→ **Entries from a dataset**
* * * * *

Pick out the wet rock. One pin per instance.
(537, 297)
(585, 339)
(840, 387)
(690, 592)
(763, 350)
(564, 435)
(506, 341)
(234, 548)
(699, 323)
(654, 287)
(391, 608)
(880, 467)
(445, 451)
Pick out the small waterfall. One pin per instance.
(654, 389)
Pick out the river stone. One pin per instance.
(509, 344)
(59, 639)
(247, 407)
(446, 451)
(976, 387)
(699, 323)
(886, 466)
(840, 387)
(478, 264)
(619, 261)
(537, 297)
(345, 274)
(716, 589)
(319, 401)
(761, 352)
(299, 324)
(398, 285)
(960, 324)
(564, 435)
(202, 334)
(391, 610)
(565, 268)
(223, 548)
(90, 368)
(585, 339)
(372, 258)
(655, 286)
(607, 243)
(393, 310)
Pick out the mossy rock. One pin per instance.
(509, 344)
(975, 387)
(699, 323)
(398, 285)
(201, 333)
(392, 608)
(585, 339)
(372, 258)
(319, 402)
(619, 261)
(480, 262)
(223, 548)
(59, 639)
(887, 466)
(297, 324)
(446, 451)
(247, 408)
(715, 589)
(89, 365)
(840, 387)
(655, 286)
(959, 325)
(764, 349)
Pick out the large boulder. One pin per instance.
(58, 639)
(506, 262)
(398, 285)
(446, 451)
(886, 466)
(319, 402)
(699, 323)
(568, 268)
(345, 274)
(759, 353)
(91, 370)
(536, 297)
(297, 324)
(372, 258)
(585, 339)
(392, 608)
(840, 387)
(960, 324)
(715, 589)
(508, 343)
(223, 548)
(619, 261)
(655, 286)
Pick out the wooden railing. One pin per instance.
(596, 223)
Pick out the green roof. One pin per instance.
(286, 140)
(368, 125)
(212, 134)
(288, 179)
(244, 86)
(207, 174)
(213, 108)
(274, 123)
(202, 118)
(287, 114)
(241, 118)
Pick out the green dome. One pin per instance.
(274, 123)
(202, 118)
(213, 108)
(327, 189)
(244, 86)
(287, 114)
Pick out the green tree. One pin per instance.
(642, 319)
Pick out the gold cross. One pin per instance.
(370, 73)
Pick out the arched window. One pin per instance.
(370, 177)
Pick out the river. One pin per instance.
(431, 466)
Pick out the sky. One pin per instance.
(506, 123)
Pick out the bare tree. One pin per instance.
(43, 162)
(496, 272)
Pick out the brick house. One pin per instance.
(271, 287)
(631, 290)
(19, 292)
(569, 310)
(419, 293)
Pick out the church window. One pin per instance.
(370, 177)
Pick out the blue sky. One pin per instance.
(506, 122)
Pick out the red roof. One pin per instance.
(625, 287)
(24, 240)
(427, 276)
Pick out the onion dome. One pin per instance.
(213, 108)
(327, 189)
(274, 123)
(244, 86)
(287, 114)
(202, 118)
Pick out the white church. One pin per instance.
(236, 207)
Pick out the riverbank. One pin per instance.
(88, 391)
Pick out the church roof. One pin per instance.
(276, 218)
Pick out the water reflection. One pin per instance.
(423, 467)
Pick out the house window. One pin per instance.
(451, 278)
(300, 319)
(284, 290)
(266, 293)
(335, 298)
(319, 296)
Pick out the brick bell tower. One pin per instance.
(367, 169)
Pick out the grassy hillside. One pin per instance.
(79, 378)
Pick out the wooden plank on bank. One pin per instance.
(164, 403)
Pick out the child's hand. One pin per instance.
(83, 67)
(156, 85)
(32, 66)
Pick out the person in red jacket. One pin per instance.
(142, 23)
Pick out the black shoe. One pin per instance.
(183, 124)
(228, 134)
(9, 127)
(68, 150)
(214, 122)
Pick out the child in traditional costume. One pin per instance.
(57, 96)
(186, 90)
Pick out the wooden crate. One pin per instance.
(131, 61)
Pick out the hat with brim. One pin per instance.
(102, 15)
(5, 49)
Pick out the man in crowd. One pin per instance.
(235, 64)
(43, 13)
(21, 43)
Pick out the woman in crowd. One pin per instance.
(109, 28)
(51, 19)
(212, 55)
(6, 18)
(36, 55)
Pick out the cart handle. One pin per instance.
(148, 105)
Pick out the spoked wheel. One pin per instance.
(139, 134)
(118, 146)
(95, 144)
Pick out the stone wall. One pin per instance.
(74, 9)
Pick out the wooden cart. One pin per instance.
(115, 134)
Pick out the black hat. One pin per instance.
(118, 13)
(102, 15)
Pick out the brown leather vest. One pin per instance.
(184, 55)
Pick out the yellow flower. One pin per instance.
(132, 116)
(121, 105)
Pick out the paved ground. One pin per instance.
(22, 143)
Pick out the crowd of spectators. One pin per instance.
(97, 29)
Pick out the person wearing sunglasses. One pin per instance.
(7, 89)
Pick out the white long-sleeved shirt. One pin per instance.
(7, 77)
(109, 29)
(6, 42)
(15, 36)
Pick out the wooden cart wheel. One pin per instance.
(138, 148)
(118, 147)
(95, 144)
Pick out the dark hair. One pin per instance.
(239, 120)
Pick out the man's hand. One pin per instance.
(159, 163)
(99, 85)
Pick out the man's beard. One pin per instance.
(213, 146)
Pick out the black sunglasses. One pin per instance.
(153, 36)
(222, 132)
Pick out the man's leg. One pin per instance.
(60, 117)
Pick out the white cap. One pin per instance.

* * * * *

→ **The request**
Update the records by changing every "Pick out" to "Mark" and leaving everything else as it is.

→ **The output**
Mark the wet rock. One pin per instance.
(537, 297)
(585, 339)
(840, 387)
(690, 592)
(763, 350)
(564, 435)
(506, 341)
(234, 548)
(699, 323)
(654, 287)
(391, 608)
(880, 467)
(445, 451)
Mark the small waterfall. One pin per instance.
(654, 389)
Mark the river stone. One pin per instance.
(509, 344)
(59, 639)
(247, 407)
(446, 451)
(976, 387)
(699, 323)
(886, 466)
(840, 387)
(478, 264)
(619, 261)
(537, 297)
(345, 274)
(716, 589)
(319, 401)
(761, 352)
(299, 324)
(398, 285)
(960, 324)
(564, 435)
(202, 334)
(391, 610)
(565, 268)
(223, 548)
(90, 368)
(585, 339)
(372, 258)
(655, 286)
(607, 243)
(393, 310)
Mark the mossy rock. One pin per instance.
(509, 344)
(975, 387)
(699, 323)
(398, 285)
(201, 333)
(392, 608)
(585, 339)
(372, 258)
(319, 402)
(619, 261)
(480, 262)
(223, 548)
(59, 639)
(887, 466)
(297, 324)
(446, 451)
(247, 408)
(715, 589)
(89, 365)
(840, 387)
(655, 286)
(959, 325)
(764, 349)
Mark the large boulder. One pin per instance.
(58, 639)
(506, 262)
(398, 285)
(446, 451)
(886, 466)
(319, 402)
(699, 323)
(568, 268)
(345, 274)
(759, 353)
(91, 370)
(536, 297)
(297, 324)
(372, 258)
(585, 339)
(392, 608)
(840, 387)
(960, 324)
(715, 589)
(508, 343)
(223, 548)
(619, 261)
(655, 286)
Mark the wooden railing. One pin per instance.
(596, 223)
Mark the green roof. One pin per instance.
(286, 140)
(368, 125)
(212, 134)
(288, 179)
(244, 86)
(207, 174)
(213, 108)
(274, 123)
(202, 118)
(287, 114)
(241, 118)
Mark the green dome. One pin per instance.
(274, 123)
(202, 118)
(213, 108)
(327, 189)
(244, 86)
(287, 114)
Mark the green tree. One pin per instance.
(642, 319)
Mark the gold cross. One pin per instance.
(370, 73)
Mark the arched window. One pin per instance.
(370, 177)
Mark the river. One pin per instance.
(431, 466)
Mark the sky. One pin per instance.
(506, 123)
Mark the bare tree. One pin per instance.
(43, 162)
(496, 272)
Mark the brick house. One pin per instance.
(271, 287)
(631, 290)
(19, 292)
(569, 310)
(419, 293)
Mark the church window. One pin per instance.
(370, 177)
Mark the blue sky. One pin per instance.
(506, 122)
Mark the red roof. One pin per instance.
(625, 287)
(24, 240)
(427, 276)
Mark the onion dome. One pin per instance.
(213, 108)
(327, 189)
(274, 123)
(244, 86)
(287, 114)
(202, 118)
Mark the white church. One pin per instance.
(236, 207)
Mark the riverbank. One pin per instance.
(88, 391)
Mark the church roof. One pin per instance.
(276, 218)
Mark the water reflection. One pin per instance.
(423, 467)
Mark the house window. One pin per instance.
(451, 278)
(300, 319)
(284, 290)
(266, 293)
(335, 298)
(319, 296)
Mark the brick bell tower. One pin per instance.
(367, 169)
Mark the grassy hillside. One pin per instance.
(79, 378)
Mark the wooden plank on bank. One pin per instance.
(164, 403)
Mark the child's hand. One pin per instance.
(83, 67)
(156, 85)
(32, 66)
Mark the person in red jacket. One pin per instance.
(142, 23)
Mark the black shoe. One pin per instance.
(183, 124)
(228, 134)
(9, 127)
(68, 150)
(214, 122)
Mark the child in traditional costume. One pin per instance.
(57, 96)
(186, 90)
Mark the wooden crate. One pin per instance.
(131, 61)
Mark the hat with brim. One pin per instance.
(102, 15)
(5, 49)
Mark the man in crowd. One pin per instance.
(235, 64)
(43, 13)
(21, 43)
Mark the woman in crowd. One pin per instance.
(109, 28)
(51, 19)
(212, 55)
(6, 18)
(36, 55)
Mark the cart handle. One pin per instance.
(148, 105)
Mark the spoked wheel. One pin per instance.
(139, 134)
(118, 146)
(95, 144)
Mark the stone wall. One pin per instance.
(74, 9)
Mark the wooden cart. One pin per instance.
(115, 134)
Mark the black hat. One pin per instance.
(118, 13)
(102, 15)
Mark the brown leather vest. One pin per instance.
(184, 55)
Mark the yellow flower. One pin per instance.
(132, 116)
(121, 105)
Mark the paved ground. One pin per instance.
(22, 143)
Mark the crowd of spectators. One pin per instance.
(97, 29)
Mark the person wearing sunglasses. One pin per instance.
(7, 89)
Mark the white long-sleeved shirt. One pin per instance.
(7, 77)
(109, 29)
(6, 42)
(15, 36)
Mark the wooden cart wheel. One pin per instance.
(138, 148)
(118, 147)
(95, 144)
Mark the dark hair. One pin per instance.
(239, 120)
Mark the man's hand. One pin per instance.
(159, 163)
(99, 85)
Mark the man's beard. One pin per instance.
(213, 146)
Mark the black sunglasses. One pin per instance.
(153, 36)
(222, 132)
Mark the man's leg. One pin per instance.
(60, 117)
Mark the white cap. One pin per instance.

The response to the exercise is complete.